* Work instructions:
Recast the material below as a Markdown table with the columns "No." and "Line", one numbered row per line, skipping blank lines. Start at the line that has "Would you be able to indicate the blue" and continue through the end of the material.

* Given data:
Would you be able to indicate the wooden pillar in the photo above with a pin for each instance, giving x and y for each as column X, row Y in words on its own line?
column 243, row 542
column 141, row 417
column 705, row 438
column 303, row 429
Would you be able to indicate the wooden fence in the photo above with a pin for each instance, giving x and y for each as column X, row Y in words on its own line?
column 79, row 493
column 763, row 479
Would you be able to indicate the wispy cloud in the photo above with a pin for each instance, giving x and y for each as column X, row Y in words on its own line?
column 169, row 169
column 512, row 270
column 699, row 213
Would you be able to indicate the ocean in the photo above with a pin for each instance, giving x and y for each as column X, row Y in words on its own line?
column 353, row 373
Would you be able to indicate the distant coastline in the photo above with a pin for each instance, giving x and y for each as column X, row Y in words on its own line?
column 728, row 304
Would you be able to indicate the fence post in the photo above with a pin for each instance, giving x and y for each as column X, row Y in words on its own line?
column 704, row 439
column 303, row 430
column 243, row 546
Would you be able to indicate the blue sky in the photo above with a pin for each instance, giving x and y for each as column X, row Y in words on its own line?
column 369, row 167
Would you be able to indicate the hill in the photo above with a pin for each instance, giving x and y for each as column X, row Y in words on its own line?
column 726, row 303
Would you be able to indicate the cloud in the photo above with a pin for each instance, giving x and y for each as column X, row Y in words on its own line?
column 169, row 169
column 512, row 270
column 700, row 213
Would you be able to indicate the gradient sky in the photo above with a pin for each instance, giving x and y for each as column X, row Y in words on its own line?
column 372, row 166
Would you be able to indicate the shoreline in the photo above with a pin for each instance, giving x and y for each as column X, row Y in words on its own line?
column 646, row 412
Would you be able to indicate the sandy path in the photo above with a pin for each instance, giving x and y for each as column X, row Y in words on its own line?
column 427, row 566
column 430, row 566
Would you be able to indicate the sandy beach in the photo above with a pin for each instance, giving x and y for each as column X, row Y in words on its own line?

* Answer for the task:
| No. | Line |
|---|---|
| 1 | Would you be able to indicate the blue sky in the photo above with a pin for each instance, giving x and y for each as column X, row Y in words on its own line? |
| 2 | column 369, row 167 |
| 3 | Would you be able to indicate the hill in the photo above with a pin for each instance, giving x and y for each as column X, row Y in words on its own line? |
| 4 | column 726, row 303 |
| 5 | Would you be able to indicate the cloud in the photo above with a pin for each instance, giving x and y for each as column X, row Y in words on its own line? |
| 6 | column 169, row 169 |
| 7 | column 512, row 270 |
| 8 | column 700, row 213 |
| 9 | Would you be able to indicate the gradient sky in the photo above with a pin for each instance, giving x and y for each as column X, row Y in words on its own line? |
| 10 | column 372, row 166 |
| 11 | Would you be able to indicate the shoreline in the photo above with a pin for each instance, giving x and y for each as column X, row Y in words on its own line? |
| 12 | column 646, row 412 |
| 13 | Would you be able to indicate the sandy path in the photo above with a pin for each instance, giving x and y for each as column X, row Y in words on its own line? |
| 14 | column 427, row 566 |
| 15 | column 430, row 566 |
| 16 | Would you be able to indicate the sandy beach in the photo above with a pin for each instance, giving x and y for each as column X, row Y in words on its own line? |